----- Fragmento del documento
Hay algo personal con Raanana, algo que reduce lo que yo vivo como una tragedia nacional (me consta que los judíos no usamos demasiado ni nos gusta el término griego “tragedia” pero creo que aplica) a una experiencia de angustia personal. Una de las esquinas de la sucesión de atentados, Ahuza y Sderot Ierushalaim, al borde del parque de Raanana, es mi lugar de encuentro con una amiga de la vida. Así me lo dijo ella: “en el Arcaffe donde tú y yo nos encontramos”. No una vez, sino cada vez que visito Israel. Raanana está al oeste de Kfar Saba, donde vive mi familia; son dos ciudades bien distintas pero muy conectadas; sólo las separa la antigua ruta 4; sí, la ruta bíblica que usaban los ejércitos entre Egipto y la Mesopotamia, evitando las dunas de la costa y las montañas de Judea y Samaria.
Es precisamente esa dimensión histórica mezclada con la inmediatez que nos dan los seres queridos y nuestro propio transitar por esas calles las que provocan esta angustia tan personal. Tal vez difícil de compartir. Desde que comenzó este proceso a finales de 2022 (para mí es un proceso en dos etapas: una la interna, ahora la guerra, y ya está todo en un mismo paquete) he sentido que me fueron quitando el relato sionista con el cual crecí y al cual le debo mi compromiso estructural con el judaísmo. Nada de lo que hice o haré se explica sin ese relato de pioneros, ideales, justicia, y soberanía. El 7 de octubre mataron y vejaron a los pioneros, invadieron nuestra soberanía, y culminó un proceso fatal de deterioro de ideales y valores. El 15 de enero en Raanana, aunque yo viva en Uruguay, eso me pasó a mí, como ya les pasó a tantos otros.
Este no es un análisis de la situación ni especulación acerca del futuro. Creo que los judíos, en la mejor época que nos ha tocado vivir en la historia, estamos reviviendo pesadillas que creíamos superadas. La mitad del mundo es antisemita, y la otra mitad oscila de la indiferencia al apoyo incondicional. Nuestros enemigos, mediante estrategias viles e inescrupulosas, han encontrado la forma de vulnerarnos. Podemos ganar en el campo de batalla, aunque este tipo de guerras son especialmente complejas; pero ahora todos saben que entrar en Israel no es imposible y que una vez dentro el daño es enorme. Además de protegerse con “escudos humanos” (frase abusada si las hay), el enemigo está amparado por la opinión pública internacional. El lobby sionista, a la larga, pierde su batalla ante el poder del lobby palestino.
----------
----- Datos proporcionados
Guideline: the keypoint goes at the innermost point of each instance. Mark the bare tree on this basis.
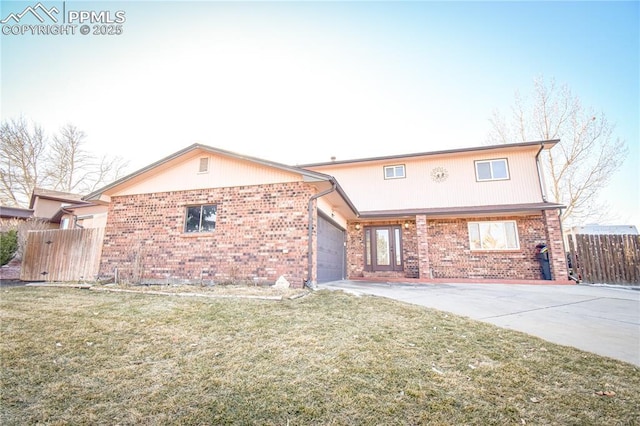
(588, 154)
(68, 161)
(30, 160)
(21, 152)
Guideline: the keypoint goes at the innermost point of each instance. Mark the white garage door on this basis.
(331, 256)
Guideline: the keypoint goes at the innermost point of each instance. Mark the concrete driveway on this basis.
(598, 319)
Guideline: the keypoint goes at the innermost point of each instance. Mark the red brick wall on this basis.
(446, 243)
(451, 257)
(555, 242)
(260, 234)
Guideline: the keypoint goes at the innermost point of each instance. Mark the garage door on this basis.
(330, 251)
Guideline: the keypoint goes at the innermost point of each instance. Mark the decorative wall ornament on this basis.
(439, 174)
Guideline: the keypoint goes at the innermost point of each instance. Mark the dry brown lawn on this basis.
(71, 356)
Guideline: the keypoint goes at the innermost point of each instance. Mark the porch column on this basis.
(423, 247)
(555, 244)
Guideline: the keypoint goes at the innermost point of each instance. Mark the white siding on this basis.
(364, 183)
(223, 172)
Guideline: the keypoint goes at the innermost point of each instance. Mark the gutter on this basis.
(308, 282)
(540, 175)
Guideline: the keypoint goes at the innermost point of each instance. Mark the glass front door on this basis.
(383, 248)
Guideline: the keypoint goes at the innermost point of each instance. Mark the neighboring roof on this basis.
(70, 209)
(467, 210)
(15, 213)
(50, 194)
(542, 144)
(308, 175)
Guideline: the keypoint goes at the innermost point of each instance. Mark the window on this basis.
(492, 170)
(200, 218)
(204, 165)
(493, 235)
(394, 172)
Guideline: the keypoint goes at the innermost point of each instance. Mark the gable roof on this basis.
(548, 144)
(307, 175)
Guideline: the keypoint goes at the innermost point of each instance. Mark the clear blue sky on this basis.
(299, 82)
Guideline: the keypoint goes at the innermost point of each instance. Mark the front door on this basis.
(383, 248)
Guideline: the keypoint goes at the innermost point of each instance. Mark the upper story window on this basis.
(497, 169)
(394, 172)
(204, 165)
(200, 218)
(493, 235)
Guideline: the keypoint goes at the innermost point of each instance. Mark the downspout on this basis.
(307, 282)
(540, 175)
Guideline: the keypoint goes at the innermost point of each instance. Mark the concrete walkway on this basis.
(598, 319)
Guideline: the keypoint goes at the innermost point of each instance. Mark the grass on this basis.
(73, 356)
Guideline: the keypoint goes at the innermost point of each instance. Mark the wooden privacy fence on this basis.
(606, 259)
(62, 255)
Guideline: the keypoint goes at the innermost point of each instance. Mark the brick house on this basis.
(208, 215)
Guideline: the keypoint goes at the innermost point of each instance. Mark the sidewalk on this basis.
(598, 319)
----------
----- Datos proporcionados
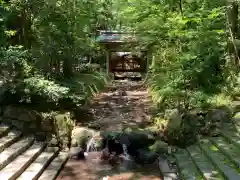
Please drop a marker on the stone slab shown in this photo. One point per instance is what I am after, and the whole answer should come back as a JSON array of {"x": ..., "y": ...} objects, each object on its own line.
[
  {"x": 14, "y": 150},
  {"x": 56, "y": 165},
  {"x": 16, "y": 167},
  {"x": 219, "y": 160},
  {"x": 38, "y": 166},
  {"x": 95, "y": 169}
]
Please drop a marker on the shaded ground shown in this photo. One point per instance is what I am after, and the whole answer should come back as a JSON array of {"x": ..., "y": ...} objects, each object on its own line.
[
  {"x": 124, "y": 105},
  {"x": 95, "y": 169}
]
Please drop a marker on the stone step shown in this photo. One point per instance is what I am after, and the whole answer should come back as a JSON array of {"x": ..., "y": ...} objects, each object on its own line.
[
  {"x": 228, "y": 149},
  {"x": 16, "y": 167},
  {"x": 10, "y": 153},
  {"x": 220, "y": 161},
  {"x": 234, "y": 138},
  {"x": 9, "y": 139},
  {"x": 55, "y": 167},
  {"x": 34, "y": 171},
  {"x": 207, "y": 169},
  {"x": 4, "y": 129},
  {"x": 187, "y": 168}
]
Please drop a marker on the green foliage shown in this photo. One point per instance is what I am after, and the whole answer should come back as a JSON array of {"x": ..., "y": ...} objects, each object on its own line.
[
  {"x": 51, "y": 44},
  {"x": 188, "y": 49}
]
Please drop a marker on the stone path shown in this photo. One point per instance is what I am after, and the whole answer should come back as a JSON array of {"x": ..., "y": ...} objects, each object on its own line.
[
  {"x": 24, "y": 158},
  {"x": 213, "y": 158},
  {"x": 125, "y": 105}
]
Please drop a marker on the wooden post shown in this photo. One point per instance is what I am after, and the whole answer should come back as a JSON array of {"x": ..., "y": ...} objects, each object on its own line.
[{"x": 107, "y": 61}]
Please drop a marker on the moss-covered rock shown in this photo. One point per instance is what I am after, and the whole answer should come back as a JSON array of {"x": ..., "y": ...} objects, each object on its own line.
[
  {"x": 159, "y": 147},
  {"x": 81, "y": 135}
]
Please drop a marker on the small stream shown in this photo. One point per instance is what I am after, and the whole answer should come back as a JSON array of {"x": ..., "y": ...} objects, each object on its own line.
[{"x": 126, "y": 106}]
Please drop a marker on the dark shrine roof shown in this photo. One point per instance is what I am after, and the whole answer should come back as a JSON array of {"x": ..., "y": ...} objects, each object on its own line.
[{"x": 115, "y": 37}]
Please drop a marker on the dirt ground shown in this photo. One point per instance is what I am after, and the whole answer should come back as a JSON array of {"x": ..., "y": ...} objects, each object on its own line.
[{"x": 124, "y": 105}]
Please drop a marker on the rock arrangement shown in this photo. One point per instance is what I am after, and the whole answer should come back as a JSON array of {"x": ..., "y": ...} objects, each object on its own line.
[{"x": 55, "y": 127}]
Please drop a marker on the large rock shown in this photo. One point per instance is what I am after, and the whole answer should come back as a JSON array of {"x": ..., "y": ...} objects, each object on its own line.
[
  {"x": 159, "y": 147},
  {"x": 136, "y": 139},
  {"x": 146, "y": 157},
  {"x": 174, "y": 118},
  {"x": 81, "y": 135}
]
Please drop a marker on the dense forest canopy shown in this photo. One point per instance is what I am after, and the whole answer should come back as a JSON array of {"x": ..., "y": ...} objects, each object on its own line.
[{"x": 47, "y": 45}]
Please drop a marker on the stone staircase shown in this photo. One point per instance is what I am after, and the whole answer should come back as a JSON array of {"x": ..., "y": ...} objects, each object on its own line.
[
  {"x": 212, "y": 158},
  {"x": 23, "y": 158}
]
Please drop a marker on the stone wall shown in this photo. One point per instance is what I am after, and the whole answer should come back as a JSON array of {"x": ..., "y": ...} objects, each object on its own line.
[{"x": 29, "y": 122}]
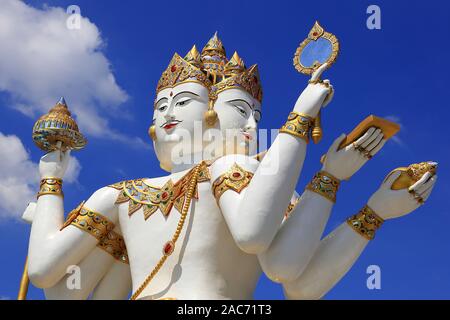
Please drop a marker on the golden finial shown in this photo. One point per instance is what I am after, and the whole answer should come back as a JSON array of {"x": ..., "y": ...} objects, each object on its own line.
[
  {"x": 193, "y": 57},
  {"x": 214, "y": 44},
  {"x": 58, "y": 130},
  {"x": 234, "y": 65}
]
----------
Objetivo:
Extrae literalmente del texto sobre Raanana el pasaje que va desde "Este no es un" hasta "del lobby palestino.", ambos incluidos.

Resultado:
Este no es un análisis de la situación ni especulación acerca del futuro. Creo que los judíos, en la mejor época que nos ha tocado vivir en la historia, estamos reviviendo pesadillas que creíamos superadas. La mitad del mundo es antisemita, y la otra mitad oscila de la indiferencia al apoyo incondicional. Nuestros enemigos, mediante estrategias viles e inescrupulosas, han encontrado la forma de vulnerarnos. Podemos ganar en el campo de batalla, aunque este tipo de guerras son especialmente complejas; pero ahora todos saben que entrar en Israel no es imposible y que una vez dentro el daño es enorme. Además de protegerse con “escudos humanos” (frase abusada si las hay), el enemigo está amparado por la opinión pública internacional. El lobby sionista, a la larga, pierde su batalla ante el poder del lobby palestino.